Carry on the article below about Kidambi Srikanth's India Open campaign, starting right after its final sentence.

• Provided passage:
======
Kidambi Srikanth lost the rather one-sided India Open Super 500 final against Viktor Axelsen. The disappointment of losing out on a title, having reached the BWF Tour final after 17 months, notwithstanding there were enough positives for the former world No 1 to take from this week’s campaign.

The 26-year-old has been under pressure to repeat the exploits of 2017 when he had won four Superseries titles and staked claim to the world No 1 spot in subsequent months. The spate of quarter-final exits in 2018 only added to the pressure.

Even Srikanth spoke about breaking that streak of quarter-final appearances in 2019 as he is focused more on being his best at the 2020 Tokyo Olympics and he showed enough glimpses of the path he is likely to take.

If one studied most of Srikanth’s losses in the last one year, there has been a definite pattern. While he has been playing well through the year, he was guilty of being impatient during the business end of the games and one felt that he wasn’t fit enough to push longer day after day to challenge for the titles.

But in New Delhi, where the court conditions weren’t really to his liking with the drift moving around, Srikanth showed a steely resolve and resilience to pull matches from the brink. He was not only judicious with his shot selection but also extremely patient in building a point.
======
• Source information:

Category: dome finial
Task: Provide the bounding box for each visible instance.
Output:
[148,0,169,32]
======
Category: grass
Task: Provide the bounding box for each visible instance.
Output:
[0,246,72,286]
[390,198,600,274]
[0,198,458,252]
======
• Answer:
Be it the first round encounter against Wong Wing Ki Vincent or the two-hour long encounters against B Sai Praneeth and China’s Huang Yuxiang in the quarter-final and semi-final respectively, Srikanth was able to test his opponents patience by keeping the shuttle in play longer, even from the disadvantage side. He forced them into either making a mistake or giving him an opportunity to go for a kill.

The game plan didn’t obviously work in the first game against Axelsen, as the Dane was clearly overpowering and Srikanth struggled to find his rhythm and the right length. But in the second game, the world No 7 showed that he could alter his game plan once the option to attack relentlessly – something which is his biggest strength – wasn’t going to work.

He then began engaging Axelsen in longer rallies and almost forced a decider when he earned two game points. To the Dane’s credit, he quickly came up with an alternate game plan and made the most of the lucky net chord break to wrap the match.

But even he admitted that the match could have gone either way had Srikanth taken that second game. “I think whenever we are playing a tournament, there is always one side where you are comfortable to play on. It was easier to control the game on the side I started on. But it was close and you never know what would have happened if Srikanth would have won the second game,” he added in the post-match media interaction.

Even chief national coach Pullela Gopichand expressed satisfaction with the way Srikanth has fought back after losing the opening game throughout the tournament and felt that it was a good sign going forward. “I am very happy with the Srikanth has progressed technically. He is also getting fitter and that is a good sign,” he added.

The technical change has been in terms of shot selection. Srikanth was willing to play more tosses and safe clearances instead of targeting the lines to find the winners and that allowed him to control the tempo of the matches a great deal.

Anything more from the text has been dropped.